[REQUIREMENT] Rewrite as a Markdown table, with columns titled Row and Line, the lines below that begin at the one containing "The document below" and stop after the one containing "269L718 268L721 265L706". Number each row and leave out any blank lines.

::: RECORDED DATA

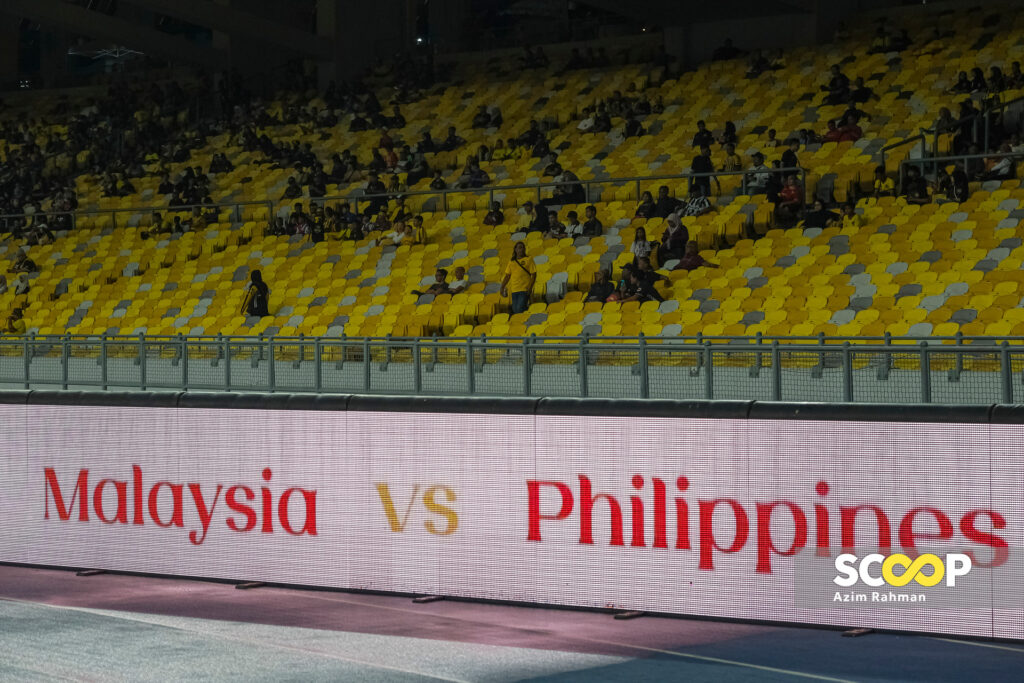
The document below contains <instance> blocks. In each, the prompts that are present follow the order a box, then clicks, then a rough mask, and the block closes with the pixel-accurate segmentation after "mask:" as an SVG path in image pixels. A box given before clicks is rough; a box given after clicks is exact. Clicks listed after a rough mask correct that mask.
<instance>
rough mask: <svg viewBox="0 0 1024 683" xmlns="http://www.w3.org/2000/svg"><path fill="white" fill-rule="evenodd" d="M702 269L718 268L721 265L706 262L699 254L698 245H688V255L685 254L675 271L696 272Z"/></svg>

::::::
::: RECORDED DATA

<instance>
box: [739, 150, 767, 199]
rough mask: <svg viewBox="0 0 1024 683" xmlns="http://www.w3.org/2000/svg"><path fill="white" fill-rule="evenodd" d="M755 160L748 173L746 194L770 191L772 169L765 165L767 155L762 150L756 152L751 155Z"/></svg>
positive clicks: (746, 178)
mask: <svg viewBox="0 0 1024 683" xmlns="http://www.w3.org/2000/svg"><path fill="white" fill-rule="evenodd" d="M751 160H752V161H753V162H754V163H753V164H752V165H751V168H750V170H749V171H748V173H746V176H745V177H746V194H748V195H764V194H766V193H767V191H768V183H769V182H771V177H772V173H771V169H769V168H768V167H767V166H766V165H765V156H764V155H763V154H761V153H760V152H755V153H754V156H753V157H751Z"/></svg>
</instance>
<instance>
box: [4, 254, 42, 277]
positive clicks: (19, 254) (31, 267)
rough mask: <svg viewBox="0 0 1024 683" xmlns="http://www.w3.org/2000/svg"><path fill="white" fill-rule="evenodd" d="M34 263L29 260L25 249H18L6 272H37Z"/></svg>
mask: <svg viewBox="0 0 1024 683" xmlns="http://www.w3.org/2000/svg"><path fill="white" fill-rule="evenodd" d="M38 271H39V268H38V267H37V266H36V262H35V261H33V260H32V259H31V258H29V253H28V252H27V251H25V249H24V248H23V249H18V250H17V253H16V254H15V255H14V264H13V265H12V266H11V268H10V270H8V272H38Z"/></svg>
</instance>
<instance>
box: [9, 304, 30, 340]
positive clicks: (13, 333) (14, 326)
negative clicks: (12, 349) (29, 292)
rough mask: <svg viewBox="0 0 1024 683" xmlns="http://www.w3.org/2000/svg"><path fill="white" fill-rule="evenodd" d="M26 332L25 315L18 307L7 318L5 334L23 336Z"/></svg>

::::::

[SOLVED PROBLEM]
| Row | Line |
|---|---|
| 1 | The document below contains <instance> blocks. In each, the prompts that are present follow the order a box, then clicks, then a rough mask, and the block closes with the pixel-accurate segmentation after "mask:" as an SVG path in image pixels. A box given before clicks is rough; a box given after clicks is exact. Clicks listed after a rough mask correct that mask. |
| 2 | <instance> |
| 3 | rough mask: <svg viewBox="0 0 1024 683" xmlns="http://www.w3.org/2000/svg"><path fill="white" fill-rule="evenodd" d="M702 269L718 268L721 265L706 262L699 254L698 245H688V255L685 254L675 271L696 272Z"/></svg> |